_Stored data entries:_
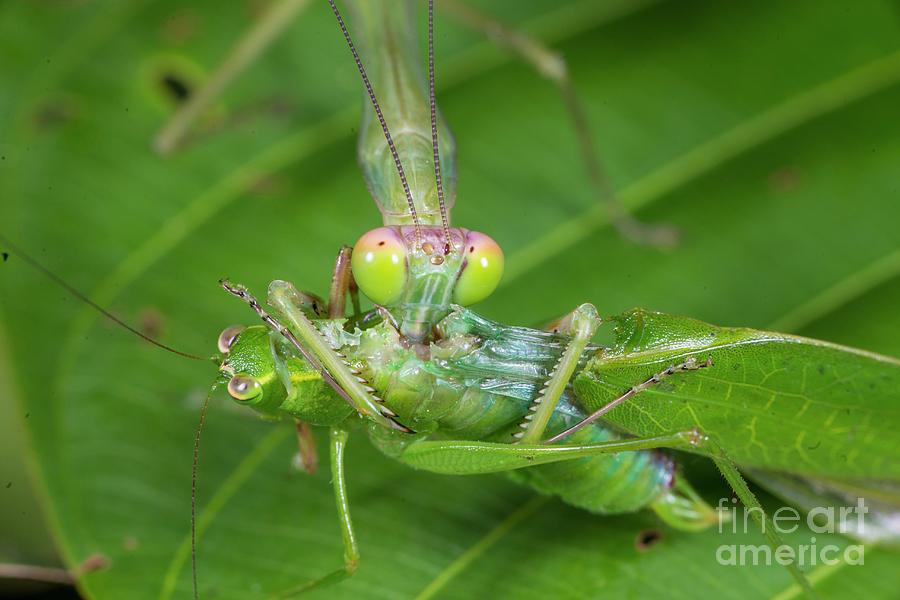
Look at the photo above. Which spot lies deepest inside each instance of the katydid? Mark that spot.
(442, 389)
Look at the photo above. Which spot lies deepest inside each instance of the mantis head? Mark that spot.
(418, 273)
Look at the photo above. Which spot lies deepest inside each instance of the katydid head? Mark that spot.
(264, 374)
(415, 272)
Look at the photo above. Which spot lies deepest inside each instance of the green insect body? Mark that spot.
(477, 384)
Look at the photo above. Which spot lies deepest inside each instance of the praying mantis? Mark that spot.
(686, 376)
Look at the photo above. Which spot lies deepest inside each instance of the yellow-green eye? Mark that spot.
(228, 336)
(244, 388)
(379, 265)
(482, 270)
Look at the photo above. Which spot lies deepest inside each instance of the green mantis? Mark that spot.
(406, 374)
(623, 383)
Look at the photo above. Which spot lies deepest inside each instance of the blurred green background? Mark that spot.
(767, 132)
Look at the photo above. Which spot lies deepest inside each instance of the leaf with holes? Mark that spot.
(767, 134)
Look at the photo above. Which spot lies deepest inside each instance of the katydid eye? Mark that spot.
(227, 337)
(244, 388)
(481, 271)
(379, 265)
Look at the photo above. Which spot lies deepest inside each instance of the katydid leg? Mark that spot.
(454, 457)
(553, 66)
(307, 458)
(583, 324)
(690, 364)
(338, 441)
(304, 336)
(737, 482)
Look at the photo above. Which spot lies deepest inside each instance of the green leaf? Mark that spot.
(767, 133)
(771, 400)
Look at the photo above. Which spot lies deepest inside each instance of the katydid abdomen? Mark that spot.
(475, 383)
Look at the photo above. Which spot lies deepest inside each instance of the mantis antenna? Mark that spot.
(384, 127)
(434, 143)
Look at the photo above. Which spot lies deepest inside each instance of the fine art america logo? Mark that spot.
(787, 520)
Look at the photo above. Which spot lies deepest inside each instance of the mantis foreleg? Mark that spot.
(338, 441)
(304, 336)
(552, 65)
(342, 283)
(583, 324)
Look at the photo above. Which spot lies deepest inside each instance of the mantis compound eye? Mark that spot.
(227, 337)
(481, 271)
(379, 265)
(244, 388)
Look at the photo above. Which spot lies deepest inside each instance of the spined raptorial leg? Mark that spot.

_WORK TO BE COMPLETED:_ A word-for-word repetition of the data above, without pictures, is the expected answer.

_YOUR RESPONSE:_
Look at the photo above. Which spot lies deepest inside each instance of the katydid? Mark that spot.
(442, 389)
Look at the photo above. Which spot lies deepest inside each instance of the mantis head? Mark that spot.
(418, 273)
Look at the photo above. Which spot lies deepest inside each instance of the katydid head? Mark that spot.
(264, 374)
(415, 272)
Look at the photo above. Which spot lies deepest inside each instance of the green insect body? Mark that spot.
(477, 384)
Look at the photo above. Which spot lies deepest inside each instance of the praying mantis? Mark that spot.
(686, 376)
Look at the photo above. Which spot lies deepest inside each instance of the yellow-green eye? Mark that spot.
(228, 336)
(244, 388)
(379, 265)
(482, 270)
Look at the photo above. Which spot lies deepest inside each instance of the green mantis? Mark that spot.
(406, 374)
(623, 383)
Look at the photo above. Which spot lies deepest inside each instance of the blurred green background? Mark that spot.
(767, 132)
Look at the photo above. Which spot lies deepest inside each instance of the leaf with holes? Mark that spot.
(767, 134)
Look at the photo above. Which spot lies deepest inside each instance of the katydid eye? Mark that spot.
(227, 337)
(244, 388)
(481, 271)
(379, 265)
Look at the photo above. Which spot lies deepest inside each instance of the katydid leg? Mark that spot.
(454, 457)
(553, 66)
(307, 458)
(583, 324)
(690, 364)
(338, 441)
(304, 336)
(737, 482)
Look at the photo above. Which spot lies deepest inside each instance of the green leaf? Mark that spot.
(767, 133)
(771, 400)
Look at the photo above. Which spot lies deepest inside each instance of the katydid abdomen? Mark that spot.
(475, 383)
Look at the photo above. Which spot lies deepest inside each instance of the mantis antenna? Mark that spot.
(384, 127)
(434, 143)
Look at the photo above. Which spot lies deepest inside each instance of the fine art america logo? Mark that spot.
(787, 520)
Look at the photo above. Which spot lies deepest inside each instance of the mantis foreleg? Mark that spot.
(338, 441)
(304, 336)
(552, 65)
(342, 283)
(583, 324)
Look at the photo above. Which spot lies deepest inside each instance of the mantis compound eye? Mark that spot.
(227, 337)
(481, 271)
(379, 265)
(244, 388)
Look at the photo above. Which spot lies deepest inside each instance of the spined raptorial leg? Mark that spot.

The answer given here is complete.